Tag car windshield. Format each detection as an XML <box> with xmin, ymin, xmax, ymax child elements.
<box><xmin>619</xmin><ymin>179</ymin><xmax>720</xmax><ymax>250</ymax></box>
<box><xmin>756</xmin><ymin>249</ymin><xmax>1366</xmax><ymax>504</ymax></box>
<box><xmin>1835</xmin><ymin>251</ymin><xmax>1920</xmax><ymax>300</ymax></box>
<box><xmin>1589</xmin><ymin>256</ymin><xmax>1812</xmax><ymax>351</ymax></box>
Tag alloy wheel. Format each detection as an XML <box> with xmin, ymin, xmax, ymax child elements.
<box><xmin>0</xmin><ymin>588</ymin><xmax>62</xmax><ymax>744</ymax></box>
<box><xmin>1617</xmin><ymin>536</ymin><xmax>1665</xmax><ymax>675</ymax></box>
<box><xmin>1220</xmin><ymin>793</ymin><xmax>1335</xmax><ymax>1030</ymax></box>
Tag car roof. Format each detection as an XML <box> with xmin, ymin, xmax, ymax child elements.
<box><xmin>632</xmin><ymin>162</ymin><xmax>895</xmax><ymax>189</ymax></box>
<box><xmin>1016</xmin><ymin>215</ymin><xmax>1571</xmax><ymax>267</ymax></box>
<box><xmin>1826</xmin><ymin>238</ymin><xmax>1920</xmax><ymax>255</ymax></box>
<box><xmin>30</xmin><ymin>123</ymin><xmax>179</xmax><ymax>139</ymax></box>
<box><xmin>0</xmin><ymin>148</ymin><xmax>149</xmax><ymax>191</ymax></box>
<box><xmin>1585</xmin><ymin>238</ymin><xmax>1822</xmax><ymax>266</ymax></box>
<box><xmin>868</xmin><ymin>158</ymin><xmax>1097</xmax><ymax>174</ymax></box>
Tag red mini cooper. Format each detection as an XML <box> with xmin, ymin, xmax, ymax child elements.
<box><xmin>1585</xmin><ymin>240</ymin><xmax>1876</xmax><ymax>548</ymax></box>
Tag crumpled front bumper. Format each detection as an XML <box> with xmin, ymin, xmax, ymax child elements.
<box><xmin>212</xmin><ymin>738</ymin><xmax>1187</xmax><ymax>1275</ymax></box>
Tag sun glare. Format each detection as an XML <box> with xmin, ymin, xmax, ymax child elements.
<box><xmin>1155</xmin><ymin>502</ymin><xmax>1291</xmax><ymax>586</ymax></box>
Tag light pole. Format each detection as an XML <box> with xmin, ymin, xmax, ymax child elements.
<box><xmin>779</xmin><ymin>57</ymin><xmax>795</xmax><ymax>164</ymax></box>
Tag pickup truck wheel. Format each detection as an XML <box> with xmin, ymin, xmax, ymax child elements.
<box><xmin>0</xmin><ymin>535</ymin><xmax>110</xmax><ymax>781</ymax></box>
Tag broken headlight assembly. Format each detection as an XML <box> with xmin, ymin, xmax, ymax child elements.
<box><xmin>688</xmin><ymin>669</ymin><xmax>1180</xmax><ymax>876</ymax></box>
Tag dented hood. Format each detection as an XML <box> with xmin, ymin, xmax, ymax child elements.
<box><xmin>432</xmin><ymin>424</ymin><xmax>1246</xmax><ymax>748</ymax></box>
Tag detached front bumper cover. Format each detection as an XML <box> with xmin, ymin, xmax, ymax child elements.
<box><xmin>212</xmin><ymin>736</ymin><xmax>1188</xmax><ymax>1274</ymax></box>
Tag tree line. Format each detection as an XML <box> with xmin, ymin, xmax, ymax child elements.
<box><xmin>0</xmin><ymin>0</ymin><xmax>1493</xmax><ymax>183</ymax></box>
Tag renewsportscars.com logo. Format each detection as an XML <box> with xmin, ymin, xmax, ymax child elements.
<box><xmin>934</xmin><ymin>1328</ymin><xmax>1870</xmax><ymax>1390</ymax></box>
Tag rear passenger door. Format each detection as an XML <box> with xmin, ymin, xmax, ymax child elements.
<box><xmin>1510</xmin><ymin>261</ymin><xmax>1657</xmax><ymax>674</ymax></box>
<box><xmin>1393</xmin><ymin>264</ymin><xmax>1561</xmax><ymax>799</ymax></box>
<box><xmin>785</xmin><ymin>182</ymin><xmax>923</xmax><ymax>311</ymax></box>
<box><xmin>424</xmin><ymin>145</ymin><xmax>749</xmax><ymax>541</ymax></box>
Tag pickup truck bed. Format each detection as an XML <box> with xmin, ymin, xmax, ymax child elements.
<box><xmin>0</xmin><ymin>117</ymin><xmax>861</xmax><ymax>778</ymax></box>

> [The problem]
Write the entries above out again, verbatim.

> [Solution to the problem]
Tag car windshield. Format each detection as an XML <box> with xmin, ymin, xmax, ymax child elements.
<box><xmin>619</xmin><ymin>179</ymin><xmax>720</xmax><ymax>250</ymax></box>
<box><xmin>756</xmin><ymin>249</ymin><xmax>1366</xmax><ymax>504</ymax></box>
<box><xmin>1835</xmin><ymin>251</ymin><xmax>1920</xmax><ymax>300</ymax></box>
<box><xmin>1589</xmin><ymin>256</ymin><xmax>1812</xmax><ymax>351</ymax></box>
Tag alloy wheel. Format each detection as an XML <box> with xmin, ymin, xmax, ymax child elements.
<box><xmin>0</xmin><ymin>588</ymin><xmax>62</xmax><ymax>744</ymax></box>
<box><xmin>1617</xmin><ymin>536</ymin><xmax>1665</xmax><ymax>675</ymax></box>
<box><xmin>1220</xmin><ymin>793</ymin><xmax>1335</xmax><ymax>1030</ymax></box>
Tag car roof. Format each detection as an XML <box> with xmin, ymin, xmax, ymax child elements.
<box><xmin>632</xmin><ymin>162</ymin><xmax>895</xmax><ymax>189</ymax></box>
<box><xmin>1016</xmin><ymin>215</ymin><xmax>1571</xmax><ymax>267</ymax></box>
<box><xmin>1826</xmin><ymin>238</ymin><xmax>1920</xmax><ymax>255</ymax></box>
<box><xmin>30</xmin><ymin>123</ymin><xmax>179</xmax><ymax>139</ymax></box>
<box><xmin>0</xmin><ymin>148</ymin><xmax>149</xmax><ymax>191</ymax></box>
<box><xmin>1585</xmin><ymin>238</ymin><xmax>1822</xmax><ymax>266</ymax></box>
<box><xmin>868</xmin><ymin>158</ymin><xmax>1097</xmax><ymax>174</ymax></box>
Tag red mini cooper. Format each detection as an XML <box> with xmin, ymin, xmax, ymax child elements.
<box><xmin>1585</xmin><ymin>240</ymin><xmax>1876</xmax><ymax>548</ymax></box>
Tag crumpled front bumper. Format each detection as an XML <box> with xmin, ymin, xmax, ymax child elements.
<box><xmin>212</xmin><ymin>738</ymin><xmax>1187</xmax><ymax>1275</ymax></box>
Tag sun glare. Format each detection as an XML <box> with xmin, ymin, xmax, ymax child elements.
<box><xmin>1155</xmin><ymin>502</ymin><xmax>1291</xmax><ymax>586</ymax></box>
Tag light pole. Format each detection as an XML <box> with xmin, ymin, xmax, ymax child elements.
<box><xmin>779</xmin><ymin>57</ymin><xmax>795</xmax><ymax>164</ymax></box>
Tag pickup truck wheel. Format each detection as an XML <box> with xmin, ymin, xmax, ymax child elements.
<box><xmin>0</xmin><ymin>535</ymin><xmax>110</xmax><ymax>781</ymax></box>
Tag broken headlight assembly. Format each detection as an XML <box> with xmin, ymin, xmax, ymax child elements.
<box><xmin>688</xmin><ymin>669</ymin><xmax>1180</xmax><ymax>876</ymax></box>
Tag dented hood. Format each detection as an XML <box> with xmin, ymin, xmax, ymax child elements.
<box><xmin>432</xmin><ymin>424</ymin><xmax>1246</xmax><ymax>748</ymax></box>
Tag detached front bumper cover. Format each detection as an XML <box> with xmin, ymin, xmax, ymax child elements.
<box><xmin>212</xmin><ymin>736</ymin><xmax>1188</xmax><ymax>1274</ymax></box>
Tag tree line. Format each detection as an XML <box> with xmin, ymin, xmax, ymax child elements.
<box><xmin>0</xmin><ymin>0</ymin><xmax>1493</xmax><ymax>183</ymax></box>
Tag renewsportscars.com logo. Format each detection as an XML <box> with xmin, ymin, xmax, ymax child elements.
<box><xmin>934</xmin><ymin>1328</ymin><xmax>1870</xmax><ymax>1390</ymax></box>
Tag rear passenger door. Format each detection as an XML <box> with xmin, ymin, xmax, ymax child elements.
<box><xmin>1510</xmin><ymin>261</ymin><xmax>1657</xmax><ymax>674</ymax></box>
<box><xmin>1393</xmin><ymin>264</ymin><xmax>1561</xmax><ymax>799</ymax></box>
<box><xmin>785</xmin><ymin>182</ymin><xmax>923</xmax><ymax>311</ymax></box>
<box><xmin>424</xmin><ymin>145</ymin><xmax>749</xmax><ymax>541</ymax></box>
Tag pickup truck bed. Format each detection as an XML <box> with xmin, ymin, xmax, ymax child elements.
<box><xmin>0</xmin><ymin>117</ymin><xmax>861</xmax><ymax>778</ymax></box>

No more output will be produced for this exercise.